**Stated goal**
Can you carry on the review of "None but the Righteous" from its final sentence, continuing its account of Ham's journey?

**Text shown**
^^^^^^^^^^^^^^^^

Seven years earlier, Mayfly ran away from home to escape her immigrant parents’ upper middle-class expectations. She hopped trains, squatted in abandoned houses and let Ham “be her shadow” for a brief time. She responded to what lingered of his innocence; he was drawn to her rootlessness. Yet now, even she has made a home for herself. Through this journey from New Orleans to Alabama and then Atlanta, Ham begins to emerge as a free person, more than a body inhabited by a spirit or a person doomed by fate. “None but the Righteous” tracks this unusual awakening: recognizing self-worth and power through fragility, in the crucible of exodus.

He reawakens first to responsibility, returning to Alabama and Deborah only to leave again, seeking out Miss Pearl in New Orleans to see if it’s possible to find wholeness in its ruins. As the relic guides him, neither benevolent nor malign, Ham aches to be independent. The relic becomes a burden he must shed to move beyond his history. But to Ham, autonomy is an unknown country. His condition begs the question: What is freedom to those who have descended from enslaved people, and how do you even learn how to seize it?

^^^^^^^^^^^^^^^^

**Data extract**
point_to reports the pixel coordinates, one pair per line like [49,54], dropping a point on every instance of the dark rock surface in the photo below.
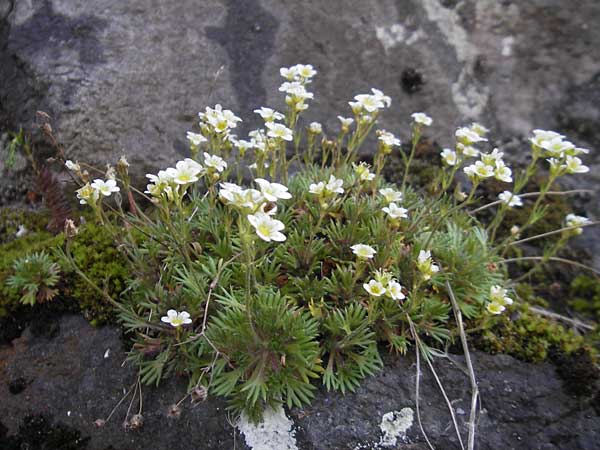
[72,381]
[129,77]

^^^^^^^^^^^^^^^^

**Answer for the task**
Ham is bound by old gris-gris magic to New Orleans, Miss Pearl, bad habits and false realities. But we are all, in some ways, bound. Knowing which bonds to hold onto and which to abandon is a way of reckoning with the fact that, as the saint reflects, “we do not belong only to ourselves, that what loves us also seizes us.” Can Ham embrace the responsibility of fatherhood while also salvaging what remains of his home?

This is a book of faith aching to be claimed, of a land that dares to be redeemed, of souls searching to be free, of all spirits looking for a home. It’s a metaphysical book deeply rooted in ancient legacies of subjugation. Ham, in his struggle to find himself in the wake of the storm, begins to distinguish myth from reality, sloughing off dread to recover a righteous community he never thought possible. This is a deeply haunted novel that moves with calm and ruthless determination, like the eye of a hurricane.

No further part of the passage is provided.